• [Records supplied]:
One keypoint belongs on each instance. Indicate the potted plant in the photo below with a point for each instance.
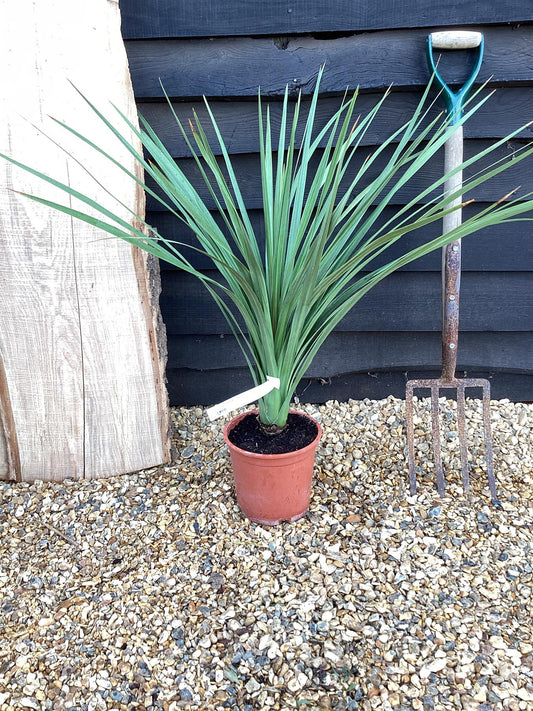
(322, 232)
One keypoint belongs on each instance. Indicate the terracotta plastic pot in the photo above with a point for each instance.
(272, 488)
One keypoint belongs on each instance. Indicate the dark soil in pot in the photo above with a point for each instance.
(248, 435)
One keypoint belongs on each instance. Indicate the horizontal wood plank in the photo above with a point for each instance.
(496, 301)
(235, 67)
(498, 248)
(247, 170)
(346, 352)
(188, 387)
(168, 18)
(507, 109)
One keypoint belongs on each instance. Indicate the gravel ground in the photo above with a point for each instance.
(151, 591)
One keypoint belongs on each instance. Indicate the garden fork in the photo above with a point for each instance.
(451, 279)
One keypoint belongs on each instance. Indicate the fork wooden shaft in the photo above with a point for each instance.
(451, 258)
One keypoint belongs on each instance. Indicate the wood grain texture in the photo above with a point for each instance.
(75, 343)
(404, 301)
(168, 18)
(236, 66)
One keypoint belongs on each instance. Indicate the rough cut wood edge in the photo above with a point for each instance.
(9, 449)
(149, 279)
(97, 422)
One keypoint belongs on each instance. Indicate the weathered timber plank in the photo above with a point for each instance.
(497, 248)
(76, 341)
(188, 387)
(235, 67)
(496, 301)
(167, 18)
(238, 122)
(346, 352)
(247, 170)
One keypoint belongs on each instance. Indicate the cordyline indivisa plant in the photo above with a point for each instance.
(320, 237)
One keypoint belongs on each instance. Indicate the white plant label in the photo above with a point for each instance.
(245, 398)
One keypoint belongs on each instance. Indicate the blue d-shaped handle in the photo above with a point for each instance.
(454, 100)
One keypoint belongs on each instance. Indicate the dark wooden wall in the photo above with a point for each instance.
(224, 51)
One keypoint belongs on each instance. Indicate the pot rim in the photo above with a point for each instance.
(272, 457)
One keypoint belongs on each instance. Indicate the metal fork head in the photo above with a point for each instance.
(460, 385)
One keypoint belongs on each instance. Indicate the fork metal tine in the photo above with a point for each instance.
(460, 385)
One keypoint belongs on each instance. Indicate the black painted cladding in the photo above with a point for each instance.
(224, 50)
(142, 19)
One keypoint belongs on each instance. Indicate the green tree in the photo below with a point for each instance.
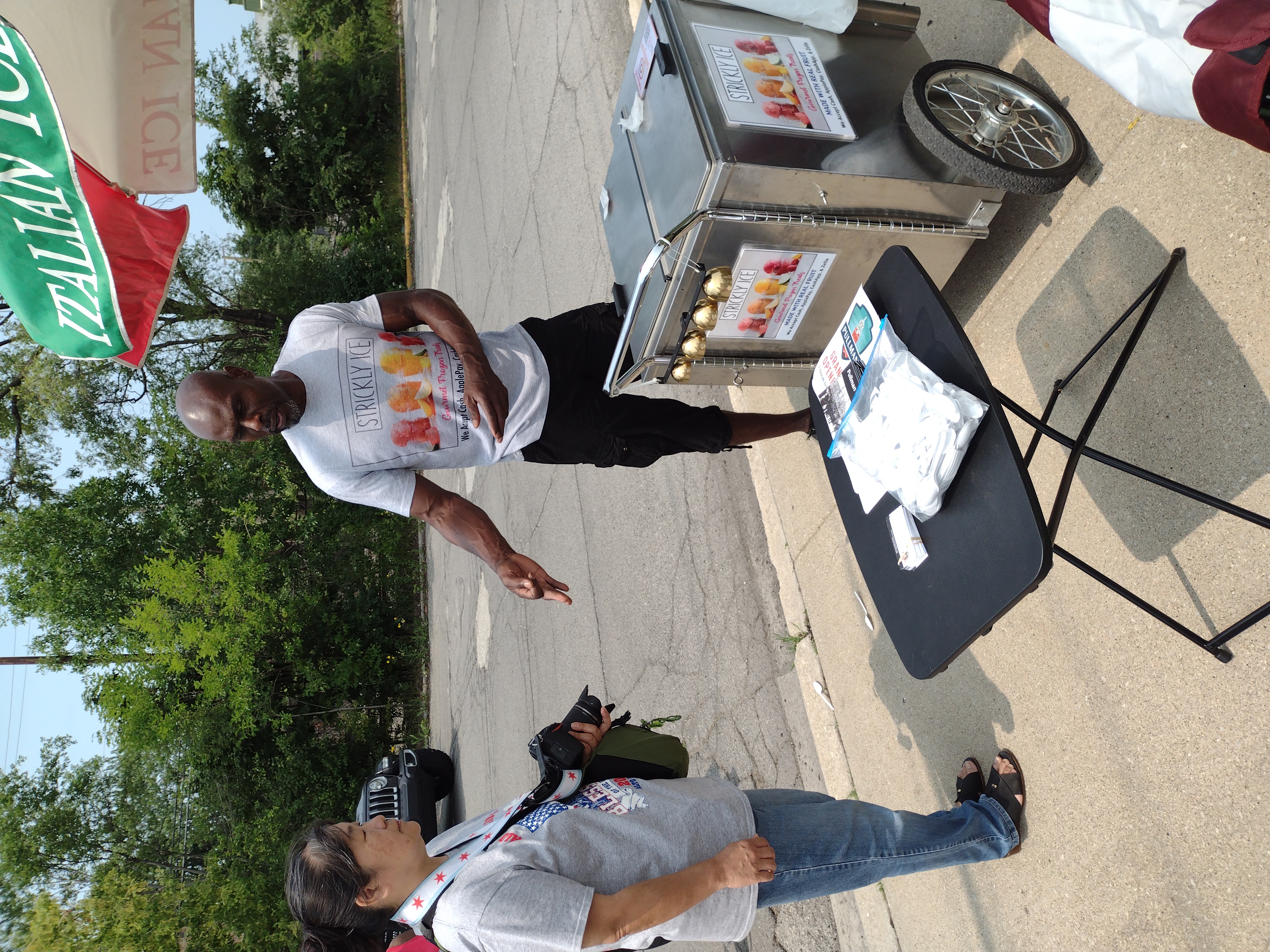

• [Given task]: Show every line of the listing above that contains the word "plank", matching case exactly.

• [Result for this task]:
One keypoint belongs on each instance. Indicate the horizontal wood plank in the photo above with a point for each instance.
One keypoint belongs on each instance. Indicate the weathered timber plank in the photo above with a point for each instance.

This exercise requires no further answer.